STORED RECORDS:
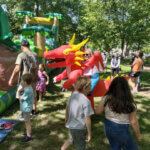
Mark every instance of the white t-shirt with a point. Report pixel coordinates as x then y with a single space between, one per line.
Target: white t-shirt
115 117
79 107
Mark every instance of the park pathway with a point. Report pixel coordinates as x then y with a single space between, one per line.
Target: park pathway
145 91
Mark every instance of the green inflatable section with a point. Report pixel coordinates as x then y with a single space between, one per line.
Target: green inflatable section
51 33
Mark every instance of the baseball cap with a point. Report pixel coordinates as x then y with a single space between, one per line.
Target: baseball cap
25 43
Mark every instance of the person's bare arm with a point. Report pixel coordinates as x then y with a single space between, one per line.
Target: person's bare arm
15 72
88 125
135 125
47 82
100 108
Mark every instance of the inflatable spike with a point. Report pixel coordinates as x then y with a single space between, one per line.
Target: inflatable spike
79 58
72 40
77 63
79 53
77 47
66 51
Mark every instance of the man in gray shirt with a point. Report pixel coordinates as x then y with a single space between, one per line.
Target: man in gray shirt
26 62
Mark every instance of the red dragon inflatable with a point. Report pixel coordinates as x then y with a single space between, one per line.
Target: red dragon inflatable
71 57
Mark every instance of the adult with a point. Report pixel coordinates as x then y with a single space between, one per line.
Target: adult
136 70
26 62
92 72
115 62
105 61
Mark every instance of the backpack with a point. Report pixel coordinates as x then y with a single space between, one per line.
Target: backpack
31 63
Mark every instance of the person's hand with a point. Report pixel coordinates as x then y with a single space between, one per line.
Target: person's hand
139 137
88 138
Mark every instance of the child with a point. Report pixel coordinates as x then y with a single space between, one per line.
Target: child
26 97
78 112
43 81
120 111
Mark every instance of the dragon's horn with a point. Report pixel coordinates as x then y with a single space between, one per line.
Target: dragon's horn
77 47
72 40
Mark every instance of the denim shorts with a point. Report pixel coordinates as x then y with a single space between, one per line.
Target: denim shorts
119 136
78 138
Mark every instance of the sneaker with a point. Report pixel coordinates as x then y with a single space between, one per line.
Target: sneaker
26 139
20 117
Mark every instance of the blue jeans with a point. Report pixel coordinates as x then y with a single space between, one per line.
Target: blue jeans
119 136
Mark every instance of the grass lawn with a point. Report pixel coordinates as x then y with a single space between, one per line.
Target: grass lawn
48 127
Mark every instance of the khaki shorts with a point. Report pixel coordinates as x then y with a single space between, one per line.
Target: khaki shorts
21 86
26 116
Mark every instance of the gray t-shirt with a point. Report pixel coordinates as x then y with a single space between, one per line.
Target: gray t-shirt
21 60
79 107
115 117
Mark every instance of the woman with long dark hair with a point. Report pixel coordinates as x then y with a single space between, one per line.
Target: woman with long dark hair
120 111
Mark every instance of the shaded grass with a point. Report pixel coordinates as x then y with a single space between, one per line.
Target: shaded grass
48 126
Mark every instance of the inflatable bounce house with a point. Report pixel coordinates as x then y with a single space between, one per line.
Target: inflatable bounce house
41 32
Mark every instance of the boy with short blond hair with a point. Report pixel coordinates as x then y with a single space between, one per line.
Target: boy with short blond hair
78 112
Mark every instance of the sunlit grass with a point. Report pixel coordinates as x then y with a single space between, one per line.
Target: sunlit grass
48 127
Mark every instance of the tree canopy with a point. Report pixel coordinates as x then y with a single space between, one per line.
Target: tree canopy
109 24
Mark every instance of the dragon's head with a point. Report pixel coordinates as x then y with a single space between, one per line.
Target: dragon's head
66 55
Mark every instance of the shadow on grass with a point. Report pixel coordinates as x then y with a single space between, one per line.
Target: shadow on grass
48 127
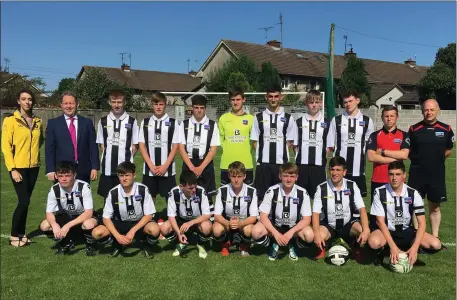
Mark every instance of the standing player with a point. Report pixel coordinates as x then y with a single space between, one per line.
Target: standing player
311 144
188 212
273 133
347 137
431 143
236 211
337 204
128 213
393 206
383 147
69 209
117 134
285 213
158 146
235 128
198 142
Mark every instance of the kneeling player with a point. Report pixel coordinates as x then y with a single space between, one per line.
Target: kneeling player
393 205
188 212
128 213
288 206
339 211
69 204
236 211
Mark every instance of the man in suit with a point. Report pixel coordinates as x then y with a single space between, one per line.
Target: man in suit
71 137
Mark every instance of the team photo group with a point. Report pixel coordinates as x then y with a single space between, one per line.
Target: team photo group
266 201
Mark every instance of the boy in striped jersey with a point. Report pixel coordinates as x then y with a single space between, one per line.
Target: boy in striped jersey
117 135
235 211
285 215
158 146
311 144
198 142
273 133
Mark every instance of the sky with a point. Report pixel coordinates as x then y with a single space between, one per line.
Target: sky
53 40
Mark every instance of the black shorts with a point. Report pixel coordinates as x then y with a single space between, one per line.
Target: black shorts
309 177
208 178
266 175
361 183
434 190
405 239
344 232
105 184
249 177
159 185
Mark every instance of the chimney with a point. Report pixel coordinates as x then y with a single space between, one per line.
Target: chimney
410 62
125 68
350 53
274 43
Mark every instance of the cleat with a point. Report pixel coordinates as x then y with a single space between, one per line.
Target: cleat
90 251
292 254
225 249
273 252
179 249
201 251
244 249
320 254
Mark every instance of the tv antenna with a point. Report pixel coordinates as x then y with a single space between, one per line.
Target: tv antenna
266 31
345 41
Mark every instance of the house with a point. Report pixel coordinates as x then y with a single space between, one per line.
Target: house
143 81
11 83
392 83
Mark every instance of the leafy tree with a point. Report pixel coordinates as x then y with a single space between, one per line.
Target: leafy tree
11 84
92 89
354 78
439 81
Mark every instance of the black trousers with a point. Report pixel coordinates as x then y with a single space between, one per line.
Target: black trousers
24 191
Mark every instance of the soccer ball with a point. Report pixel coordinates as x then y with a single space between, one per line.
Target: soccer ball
338 255
403 265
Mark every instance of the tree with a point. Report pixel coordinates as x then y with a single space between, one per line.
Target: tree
11 84
439 81
92 90
354 78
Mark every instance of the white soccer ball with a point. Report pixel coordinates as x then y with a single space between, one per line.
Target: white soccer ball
403 265
338 255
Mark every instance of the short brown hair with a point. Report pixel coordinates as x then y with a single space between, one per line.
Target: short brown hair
313 96
288 168
237 167
158 97
389 108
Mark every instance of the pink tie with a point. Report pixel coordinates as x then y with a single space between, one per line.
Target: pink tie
73 137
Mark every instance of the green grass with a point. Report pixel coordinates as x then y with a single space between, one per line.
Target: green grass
36 273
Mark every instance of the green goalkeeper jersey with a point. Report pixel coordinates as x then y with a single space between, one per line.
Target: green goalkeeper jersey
235 134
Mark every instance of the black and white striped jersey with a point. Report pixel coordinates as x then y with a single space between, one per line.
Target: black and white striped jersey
337 208
271 131
349 136
198 137
119 206
159 135
180 206
397 210
311 140
243 205
72 203
118 137
286 210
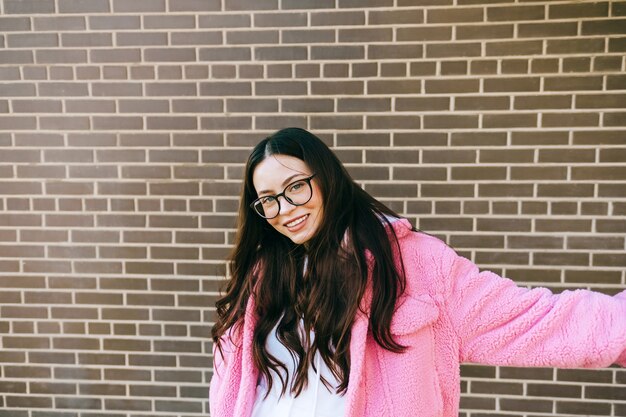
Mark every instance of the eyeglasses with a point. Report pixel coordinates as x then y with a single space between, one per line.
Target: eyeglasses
297 193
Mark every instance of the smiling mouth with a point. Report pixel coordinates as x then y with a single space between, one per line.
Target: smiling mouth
297 221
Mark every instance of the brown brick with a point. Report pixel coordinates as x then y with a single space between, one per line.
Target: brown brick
543 102
224 54
409 104
453 68
195 6
538 173
520 404
580 10
220 89
16 57
446 50
514 48
570 119
451 86
32 40
83 6
454 15
52 388
445 223
503 224
572 83
344 52
423 68
510 120
392 122
515 13
617 45
584 375
117 122
507 155
429 33
115 55
505 190
478 173
511 84
575 46
446 190
565 190
482 102
579 407
506 388
450 121
223 20
481 32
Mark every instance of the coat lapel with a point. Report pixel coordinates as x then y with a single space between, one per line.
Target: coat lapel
249 373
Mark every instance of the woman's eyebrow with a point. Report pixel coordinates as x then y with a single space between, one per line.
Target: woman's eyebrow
287 181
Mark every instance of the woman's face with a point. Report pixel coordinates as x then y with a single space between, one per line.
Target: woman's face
270 177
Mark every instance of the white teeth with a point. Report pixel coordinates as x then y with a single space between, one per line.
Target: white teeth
296 222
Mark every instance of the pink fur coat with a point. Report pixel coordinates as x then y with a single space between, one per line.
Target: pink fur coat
451 313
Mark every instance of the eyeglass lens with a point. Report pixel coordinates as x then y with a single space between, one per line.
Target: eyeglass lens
297 193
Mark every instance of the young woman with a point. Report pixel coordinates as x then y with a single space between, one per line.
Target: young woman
336 306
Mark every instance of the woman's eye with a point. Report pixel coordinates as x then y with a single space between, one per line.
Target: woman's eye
296 186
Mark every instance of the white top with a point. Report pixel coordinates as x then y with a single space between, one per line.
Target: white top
315 400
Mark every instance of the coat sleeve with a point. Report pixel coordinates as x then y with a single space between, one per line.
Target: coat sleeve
499 323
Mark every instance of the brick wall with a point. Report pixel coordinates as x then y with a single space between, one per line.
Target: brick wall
497 125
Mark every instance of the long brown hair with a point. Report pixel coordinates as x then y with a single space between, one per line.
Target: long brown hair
327 293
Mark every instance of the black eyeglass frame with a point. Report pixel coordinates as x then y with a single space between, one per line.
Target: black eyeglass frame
307 180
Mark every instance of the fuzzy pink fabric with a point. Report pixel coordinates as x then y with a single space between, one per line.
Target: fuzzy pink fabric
451 313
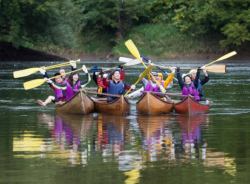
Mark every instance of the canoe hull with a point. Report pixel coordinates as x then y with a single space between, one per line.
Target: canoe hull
150 104
189 106
79 104
120 106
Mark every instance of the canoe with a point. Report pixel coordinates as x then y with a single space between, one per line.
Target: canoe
78 104
151 104
189 106
119 106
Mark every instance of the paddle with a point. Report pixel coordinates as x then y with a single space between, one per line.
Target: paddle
216 68
221 68
134 51
142 75
38 82
230 54
29 71
104 94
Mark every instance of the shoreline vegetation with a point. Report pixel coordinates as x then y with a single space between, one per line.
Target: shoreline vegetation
97 29
9 53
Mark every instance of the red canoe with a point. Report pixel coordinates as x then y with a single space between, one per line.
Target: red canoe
189 106
151 104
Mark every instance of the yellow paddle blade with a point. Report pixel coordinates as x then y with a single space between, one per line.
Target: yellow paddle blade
132 49
144 73
33 83
216 68
25 72
230 54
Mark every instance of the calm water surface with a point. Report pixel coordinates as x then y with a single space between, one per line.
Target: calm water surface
39 146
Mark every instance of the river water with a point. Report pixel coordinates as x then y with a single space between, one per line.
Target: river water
39 146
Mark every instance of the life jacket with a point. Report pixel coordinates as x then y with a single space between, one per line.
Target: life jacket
157 88
102 84
72 90
60 94
199 88
191 90
116 88
149 86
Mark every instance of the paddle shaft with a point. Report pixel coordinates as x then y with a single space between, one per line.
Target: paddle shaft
168 94
104 94
134 51
222 58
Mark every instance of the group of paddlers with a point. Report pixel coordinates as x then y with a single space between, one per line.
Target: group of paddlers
112 83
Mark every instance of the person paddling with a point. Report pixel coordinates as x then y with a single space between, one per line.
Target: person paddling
151 86
74 84
187 86
59 86
116 86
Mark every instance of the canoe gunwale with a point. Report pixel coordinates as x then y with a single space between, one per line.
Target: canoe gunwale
154 95
191 103
151 104
83 108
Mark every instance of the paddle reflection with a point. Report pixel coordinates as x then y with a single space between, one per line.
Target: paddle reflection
111 134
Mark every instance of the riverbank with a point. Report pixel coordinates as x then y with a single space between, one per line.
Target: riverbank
9 53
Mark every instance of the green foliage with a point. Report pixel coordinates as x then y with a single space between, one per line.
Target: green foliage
230 18
33 22
99 25
165 40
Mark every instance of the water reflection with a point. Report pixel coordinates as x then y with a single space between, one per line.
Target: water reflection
193 146
132 144
157 138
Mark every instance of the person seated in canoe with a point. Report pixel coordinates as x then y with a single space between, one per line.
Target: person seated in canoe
198 83
63 90
116 86
103 81
150 86
59 86
62 70
74 84
187 86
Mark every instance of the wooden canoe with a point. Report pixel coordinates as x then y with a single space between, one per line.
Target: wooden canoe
151 104
189 106
78 104
119 106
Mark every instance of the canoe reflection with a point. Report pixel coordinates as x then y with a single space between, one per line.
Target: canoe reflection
67 132
157 137
111 131
192 144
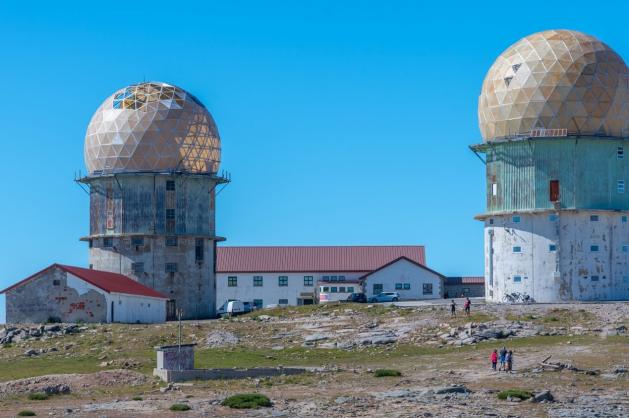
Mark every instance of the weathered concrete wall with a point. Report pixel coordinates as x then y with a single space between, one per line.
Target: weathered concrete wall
139 206
69 300
563 256
403 271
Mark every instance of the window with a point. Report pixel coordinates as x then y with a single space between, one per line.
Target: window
137 268
554 191
427 288
198 249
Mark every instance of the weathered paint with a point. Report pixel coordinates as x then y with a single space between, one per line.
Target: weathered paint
587 169
570 269
136 205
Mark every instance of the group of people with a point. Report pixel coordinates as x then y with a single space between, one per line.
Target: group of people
505 357
467 305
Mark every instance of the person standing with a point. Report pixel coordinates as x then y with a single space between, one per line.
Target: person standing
503 359
494 359
510 361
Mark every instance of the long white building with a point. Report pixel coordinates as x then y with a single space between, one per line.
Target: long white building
306 275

WORK TO DO:
Print exactly the lines above, starting at the line that contains "Mark every instance of the window" and ending with the last line of the records, both included.

COMPLETED TASK:
Mark every instance of the window with a point. Report pixel coordinates as x then y with a single space between, one per line.
Target: window
137 268
554 191
427 288
198 249
Mark every instance of the weathered paint with a point. Report pixel coordinates as x then y with a single space between, one per line.
Target: weathered paint
587 169
570 269
136 205
Mark every instance of the group of people with a point. Report pixel coordinates as x then y with a single space between, one per line.
Target: group of people
505 357
467 305
Mark every instance of the person standing with a point. Report pixel coordinates as x then y with a single space between, one per line.
Target: person standing
503 359
494 359
510 361
Mark every instance of the long white building with a point. Report pixel coordinates as x then y with a single space between, one per line.
Target: long white building
306 275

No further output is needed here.